> Aufgaben
A. Erkläre anhand des Textauszugs zur Rentenkürzung, weshalb die Firma X. seit Ende 1997 die versicherungstechnischen Kosten bei vorzeitigen Pensionierungen nicht mehr trägt.
B. Setze den Textauszug zur Rentenkürzung nach seinem letzten Satz fort.

> Textauszug
Die wirtschaftliche Situation und das Verhältnis zum Arbeitnehmer seien
Gesichtspunkte, von welchen die Arbeitgeberin die Ausrichtung einer
gekürzten oder ungekürzten Rente in zulässiger Weise abhängig machen dürfe.

  Die Beschwerdegegnerin hält dafür, es obliege der Arbeitgeberin, durch
Kostengutsprache die Ausrichtung einer ungekürzten Rente

zu ermöglichen. Seit Ende 1997 habe die Firma X. entschieden, wegen den
anhaltend schlechten Geschäftsergebnissen bei vorzeitigen Pensionierungen
die versicherungstechnischen Kosten nicht mehr zu tragen.

  Die Verwaltungsgerichtsbeschwerde argumentiert, der Wortlaut der
Reglementsbestimmung lasse nicht auf eine freie Wahlmöglichkeit schliessen.
Die Reglementsbestimmung ergebe, was Ziel und Zweck anbelange, nur dann
einen Sinn, wenn die unterschiedlichen Tatbestände der Pensionierung auf
Wunsch des Arbeitnehmers einerseits und der Pensionierung auf Wunsch der
Arbeitgeberin anderseits auch unterschiedliche Rechtsfolgen nach sich zögen.
Hätte mit der Reglementsbestimmung eine Entschlussfreiheit der Firma X.
bezweckt werden sollen, hätte dies durch eine entsprechende Fassung
redaktionell zum Ausdruck kommen und z.B. mit dem Wort "kann" verdeutlicht
werden müssen. Eine rein wörtliche Auslegung des Wortes "Anordnung" sei
bundesrechtswidrig. Zumindest sei aber in Anwendung der Unklarheitsregel zu
Lasten der Beschwerdegegnerin zu entscheiden.

> Vorliegende Angaben
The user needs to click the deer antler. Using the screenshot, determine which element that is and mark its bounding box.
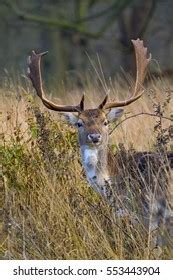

> Die Antworten
A. Die Firma X. hat dies nach Darstellung der Beschwerdegegnerin wegen der anhaltend schlechten Geschäftsergebnisse entschieden.

B.
  5.2.2  Zunächst ist der sprachliche Sinn des Passus "unterbleibt auf deren
Anordnung die Rentenkürzung" zu ermitteln. Das Demonstrativpronomen "deren"
bezieht sich grammatikalisch eindeutig auf die "Firma". Es ist also die
Arbeitgeberin, welche gegebenenfalls das Unterbleiben der Rentenkürzung
anordnet. Dass die Anordnung stets zu erfolgen hätte, wenn der Rücktritt auf
Wunsch der Firma X. erfolgte (Erw. 5.1), ergibt sich aus dem Sprachsinn
nicht. Auch ohne die vom Beschwerdeführer geforderte Potestativform ("kann")
ist der Tatbestand eindeutig durch ein voluntatives Moment, den Willen der
Arbeitgeberin, charakterisiert. Anders verhielte es sich, wenn sich das beim
Wort "Anordnung" stehende Hinweiswort nicht auf die "Firma", sondern auf den
"Rücktritt" bezöge und die Formulierung lautete: "... unterbleibt auf dessen
Anordnung die Rentenkürzung". Mit der grammatikalischen Auslegung dringt der
Beschwerdeführer daher nicht durch, ebenso wenig mit den Überlegungen zu
Sinn und Zweck der Bestimmung.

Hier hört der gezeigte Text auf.